▶ **Assignment**
Once you find the line with "positive clicks: (1044, 243)" in the data that follows, repeat it and every line after it exactly, through the line with "negative clicks: (999, 250)".

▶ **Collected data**
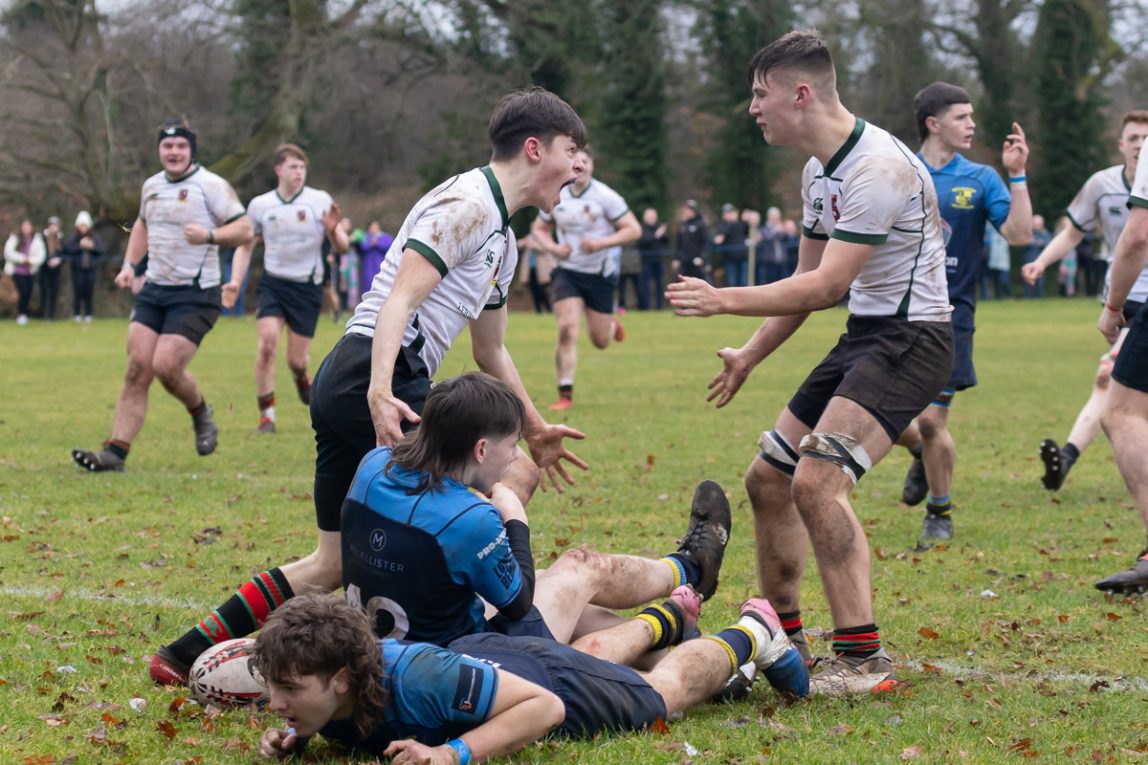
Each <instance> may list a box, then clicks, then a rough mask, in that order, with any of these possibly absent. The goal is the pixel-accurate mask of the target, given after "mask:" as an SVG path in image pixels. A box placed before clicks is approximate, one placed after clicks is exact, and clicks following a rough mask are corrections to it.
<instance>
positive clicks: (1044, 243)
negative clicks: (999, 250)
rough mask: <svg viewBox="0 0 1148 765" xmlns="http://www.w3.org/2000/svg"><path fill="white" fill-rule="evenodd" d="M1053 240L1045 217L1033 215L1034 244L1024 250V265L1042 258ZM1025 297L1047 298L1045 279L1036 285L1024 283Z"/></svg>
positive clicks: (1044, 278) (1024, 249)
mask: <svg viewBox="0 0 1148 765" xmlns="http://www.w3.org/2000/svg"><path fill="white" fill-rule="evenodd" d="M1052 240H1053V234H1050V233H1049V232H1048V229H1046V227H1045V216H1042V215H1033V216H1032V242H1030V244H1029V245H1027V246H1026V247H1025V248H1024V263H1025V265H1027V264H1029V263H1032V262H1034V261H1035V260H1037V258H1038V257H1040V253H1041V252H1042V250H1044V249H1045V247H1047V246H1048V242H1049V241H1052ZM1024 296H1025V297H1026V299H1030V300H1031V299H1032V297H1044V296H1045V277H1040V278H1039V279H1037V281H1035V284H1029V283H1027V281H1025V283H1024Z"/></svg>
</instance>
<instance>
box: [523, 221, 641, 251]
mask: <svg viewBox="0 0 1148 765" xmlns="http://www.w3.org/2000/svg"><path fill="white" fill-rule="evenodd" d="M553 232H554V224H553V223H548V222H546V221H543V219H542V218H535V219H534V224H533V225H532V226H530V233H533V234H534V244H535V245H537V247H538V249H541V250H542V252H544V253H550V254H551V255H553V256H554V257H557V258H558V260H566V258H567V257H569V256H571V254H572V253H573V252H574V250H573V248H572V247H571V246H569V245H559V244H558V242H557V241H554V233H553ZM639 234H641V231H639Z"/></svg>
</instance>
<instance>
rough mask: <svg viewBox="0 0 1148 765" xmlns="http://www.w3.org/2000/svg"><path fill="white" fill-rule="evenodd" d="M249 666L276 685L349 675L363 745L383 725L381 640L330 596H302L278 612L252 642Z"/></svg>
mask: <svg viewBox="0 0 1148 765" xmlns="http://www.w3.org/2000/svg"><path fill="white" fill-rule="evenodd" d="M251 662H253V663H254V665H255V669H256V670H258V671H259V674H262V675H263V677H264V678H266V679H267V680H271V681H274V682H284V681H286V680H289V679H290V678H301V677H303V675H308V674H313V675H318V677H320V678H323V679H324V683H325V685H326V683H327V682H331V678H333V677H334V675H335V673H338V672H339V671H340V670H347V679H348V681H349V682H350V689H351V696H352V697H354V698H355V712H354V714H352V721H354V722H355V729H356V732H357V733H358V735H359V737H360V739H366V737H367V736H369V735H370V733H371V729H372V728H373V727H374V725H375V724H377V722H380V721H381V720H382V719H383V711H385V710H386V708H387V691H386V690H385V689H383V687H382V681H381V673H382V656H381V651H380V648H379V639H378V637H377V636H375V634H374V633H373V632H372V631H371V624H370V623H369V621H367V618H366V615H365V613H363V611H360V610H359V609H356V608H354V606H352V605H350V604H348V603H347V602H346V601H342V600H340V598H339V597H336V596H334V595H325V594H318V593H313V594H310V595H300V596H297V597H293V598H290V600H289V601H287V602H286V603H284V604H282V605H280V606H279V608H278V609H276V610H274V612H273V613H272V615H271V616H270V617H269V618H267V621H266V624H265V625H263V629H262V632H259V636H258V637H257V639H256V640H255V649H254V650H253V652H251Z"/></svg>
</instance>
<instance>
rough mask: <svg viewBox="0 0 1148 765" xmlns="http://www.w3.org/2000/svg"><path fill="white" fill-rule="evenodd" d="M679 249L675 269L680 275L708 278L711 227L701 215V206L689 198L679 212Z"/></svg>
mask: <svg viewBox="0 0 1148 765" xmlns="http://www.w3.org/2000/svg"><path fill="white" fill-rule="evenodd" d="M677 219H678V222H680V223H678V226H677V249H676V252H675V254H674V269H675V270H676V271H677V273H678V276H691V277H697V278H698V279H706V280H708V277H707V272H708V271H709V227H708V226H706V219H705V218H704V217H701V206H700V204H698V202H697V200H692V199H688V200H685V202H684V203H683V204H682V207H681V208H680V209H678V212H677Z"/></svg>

▶ **Answer to this problem**
positive clicks: (1044, 243)
negative clicks: (999, 250)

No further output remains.